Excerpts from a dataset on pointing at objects
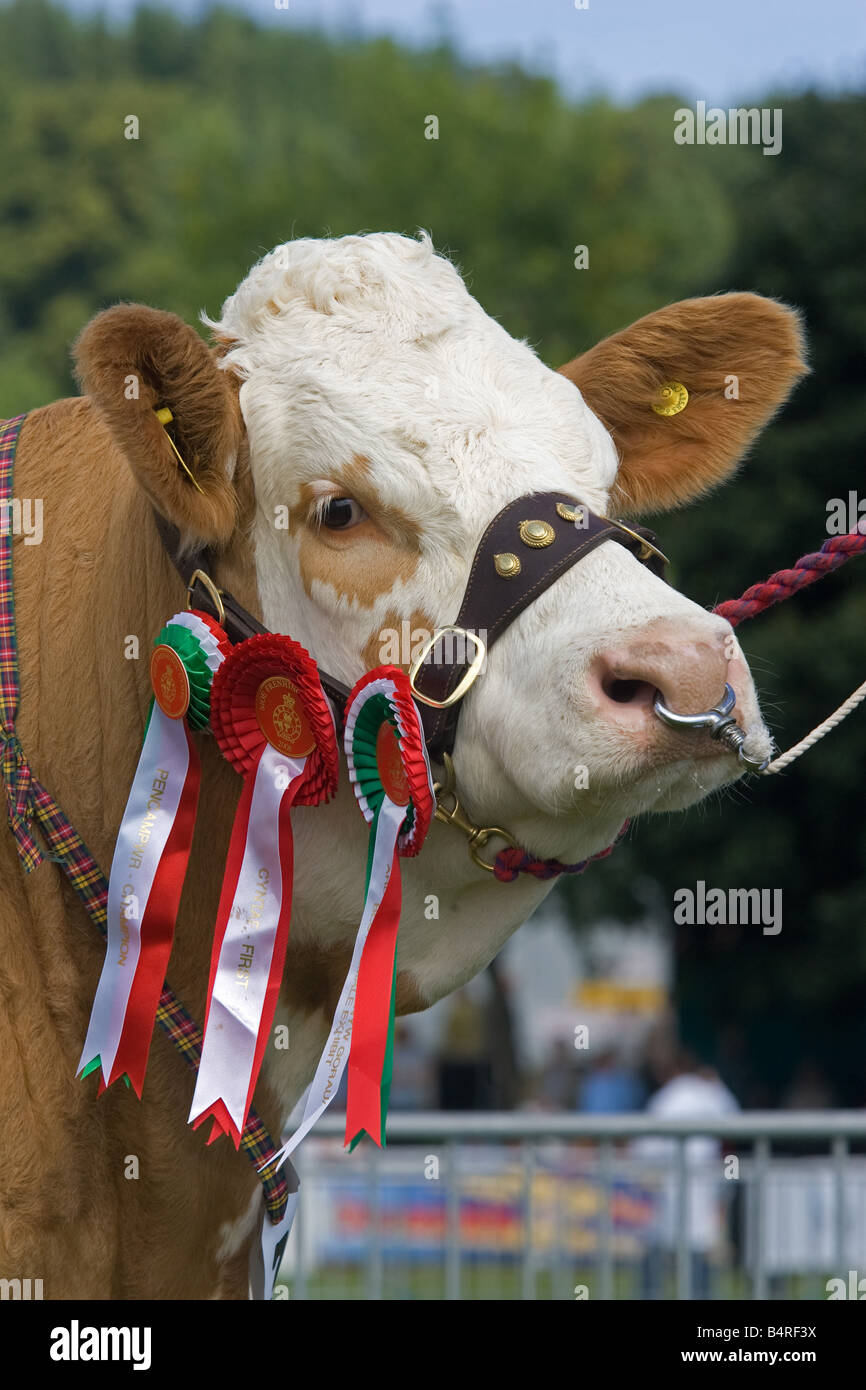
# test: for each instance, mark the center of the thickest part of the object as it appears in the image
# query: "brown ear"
(134, 360)
(737, 355)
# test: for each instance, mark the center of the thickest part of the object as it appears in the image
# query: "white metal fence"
(526, 1205)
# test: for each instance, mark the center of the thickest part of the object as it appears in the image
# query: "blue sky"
(720, 50)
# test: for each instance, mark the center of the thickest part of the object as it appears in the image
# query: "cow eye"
(341, 513)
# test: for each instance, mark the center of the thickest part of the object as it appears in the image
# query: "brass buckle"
(216, 595)
(464, 683)
(647, 546)
(477, 836)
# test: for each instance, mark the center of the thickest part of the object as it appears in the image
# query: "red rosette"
(413, 755)
(237, 708)
(223, 640)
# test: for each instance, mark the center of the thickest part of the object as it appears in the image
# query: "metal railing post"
(527, 1266)
(684, 1250)
(840, 1158)
(762, 1159)
(376, 1269)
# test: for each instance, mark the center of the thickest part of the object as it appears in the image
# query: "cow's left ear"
(134, 360)
(738, 356)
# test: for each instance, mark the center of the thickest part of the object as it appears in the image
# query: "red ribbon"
(223, 1121)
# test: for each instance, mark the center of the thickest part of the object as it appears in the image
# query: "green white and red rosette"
(274, 724)
(152, 851)
(394, 786)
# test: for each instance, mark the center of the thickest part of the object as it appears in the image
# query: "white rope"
(805, 744)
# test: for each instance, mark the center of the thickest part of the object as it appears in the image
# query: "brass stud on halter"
(506, 565)
(455, 816)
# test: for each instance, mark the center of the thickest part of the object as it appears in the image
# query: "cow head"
(363, 419)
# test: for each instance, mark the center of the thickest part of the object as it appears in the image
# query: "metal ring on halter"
(719, 722)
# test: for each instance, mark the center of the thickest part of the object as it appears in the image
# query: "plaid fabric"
(28, 802)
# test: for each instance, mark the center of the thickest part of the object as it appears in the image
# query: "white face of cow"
(388, 420)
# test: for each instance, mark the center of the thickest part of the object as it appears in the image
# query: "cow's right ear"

Work to do
Output all of the rows above as a numbered list, skipping any blank lines. Leave the pictures out of your answer.

Completed exercise
1. # test: for each instance, mark the center of the thickest part of the object as it appears in the image
2. # query: "brown ear"
3. (134, 360)
4. (737, 355)
5. # test: for each instance, mark the center of the thickest part of the object as it appears in the image
6. # query: "white metal fence"
7. (526, 1205)
8. # test: for each instance, mark the center of the thickest part of the object as it appears in the image
9. # query: "blue sky"
10. (720, 50)
11. # test: for each instance, mark the center of the thickest part of the object as it appears in the image
12. # query: "cow eye"
13. (341, 513)
14. # test: for each instance, mark the center of the thickest part of the object as it appears in the image
15. # query: "brass buckle"
16. (216, 595)
17. (464, 683)
18. (647, 546)
19. (477, 836)
20. # test: for each instance, mark the center of the thickest part of the object as it appears in the image
21. # query: "red rosette"
22. (413, 755)
23. (237, 708)
24. (223, 640)
25. # test: for each instance, mark the center of the thickest part of the object as it appears in the image
26. # query: "metal railing post"
27. (527, 1266)
28. (684, 1250)
29. (840, 1158)
30. (762, 1159)
31. (376, 1269)
32. # test: for each instance, mark the center of the thickest part of the object as it appears in the image
33. # query: "cow's left ear"
34. (134, 360)
35. (738, 356)
36. # test: for each instance, mark the center of the thickest part of the object as it appears in the image
37. # query: "red ribbon"
38. (223, 1121)
39. # test: for each instance, mark the center of the thickest part of the object as it appears in the image
40. # query: "green white and red rosette"
41. (274, 724)
42. (152, 851)
43. (394, 786)
44. # test: for each instance, mark the center of the thickest part of the object as it appears in the image
45. # query: "white rope"
46. (805, 744)
47. # test: for each instance, mark the center of the thickest part of the object as it appears in the image
48. # query: "brass stud on halter"
49. (506, 565)
50. (455, 816)
51. # test: for each instance, mark the center of the thickest part of the object as it appears in the image
52. # query: "cow head"
53. (363, 419)
54. # test: for each instance, mark the center of the thickest part of the object as it appears in the image
55. # query: "metal ring on halter"
56. (719, 722)
57. # test: for each instance, mark the center of the thickest part of the object as it appears in the image
58. # query: "plaid fabric"
59. (28, 802)
60. # test: for each instance, mark the center of the thickest part of the object as it appears in the image
61. # query: "white face of cow"
62. (388, 420)
63. # test: for each instance, mark the center of the thickest part of the object as it appears in the image
64. # query: "cow's right ear"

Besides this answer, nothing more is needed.